▶ **Exercise brief**:
Copy the material from the line containing "Point out every instance of the hazy" through the end, changing "single dot" to "single marker" and leaving everything else unchanged.

▶ **Data**:
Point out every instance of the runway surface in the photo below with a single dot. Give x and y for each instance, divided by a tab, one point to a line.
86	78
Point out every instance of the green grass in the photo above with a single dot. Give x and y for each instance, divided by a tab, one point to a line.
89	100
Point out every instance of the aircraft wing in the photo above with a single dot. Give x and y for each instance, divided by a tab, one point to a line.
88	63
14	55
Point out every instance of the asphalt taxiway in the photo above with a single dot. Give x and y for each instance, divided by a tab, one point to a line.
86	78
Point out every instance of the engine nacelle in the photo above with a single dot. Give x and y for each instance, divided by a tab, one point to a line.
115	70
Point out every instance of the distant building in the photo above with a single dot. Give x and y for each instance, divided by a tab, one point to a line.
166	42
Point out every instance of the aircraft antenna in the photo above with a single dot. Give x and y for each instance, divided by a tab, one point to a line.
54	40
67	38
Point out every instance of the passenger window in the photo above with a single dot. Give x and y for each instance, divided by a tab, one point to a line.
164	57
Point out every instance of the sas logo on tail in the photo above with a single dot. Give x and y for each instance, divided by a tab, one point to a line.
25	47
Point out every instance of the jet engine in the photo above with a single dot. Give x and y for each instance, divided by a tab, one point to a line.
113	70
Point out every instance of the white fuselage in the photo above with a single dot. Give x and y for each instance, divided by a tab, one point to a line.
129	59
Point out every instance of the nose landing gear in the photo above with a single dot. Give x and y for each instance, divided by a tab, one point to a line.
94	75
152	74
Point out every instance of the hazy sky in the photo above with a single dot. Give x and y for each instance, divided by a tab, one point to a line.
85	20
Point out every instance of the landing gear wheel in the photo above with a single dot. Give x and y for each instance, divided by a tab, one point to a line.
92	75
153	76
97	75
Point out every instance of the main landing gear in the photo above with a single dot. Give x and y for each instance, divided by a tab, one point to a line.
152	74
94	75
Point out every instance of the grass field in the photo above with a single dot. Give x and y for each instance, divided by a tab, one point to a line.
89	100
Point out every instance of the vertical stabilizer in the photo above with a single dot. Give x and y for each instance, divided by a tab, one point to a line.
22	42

▶ **Answer**:
Point out every instance of the hazy sky in the photo above with a single marker. Give x and y for each instance, divided by a tab, one point to a line.
85	20
Point out every instance of the landing gear wheel in the photo above with a single marker. Give x and y for each instance, divided by a tab, one point to a line.
92	75
153	76
97	75
Point out every instance of the main landing gear in the photo above with a single marker. Give x and y for each instance, divided by a tab, one point to a line.
152	74
94	75
Point out every instance of the grass field in the photo above with a single marker. Give x and y for each instance, divided by a tab, one point to a line.
89	100
Point out every instance of the vertical stabilizer in the photo above with a single marker. Give x and y for each instance, divided by a tab, one point to a line.
22	42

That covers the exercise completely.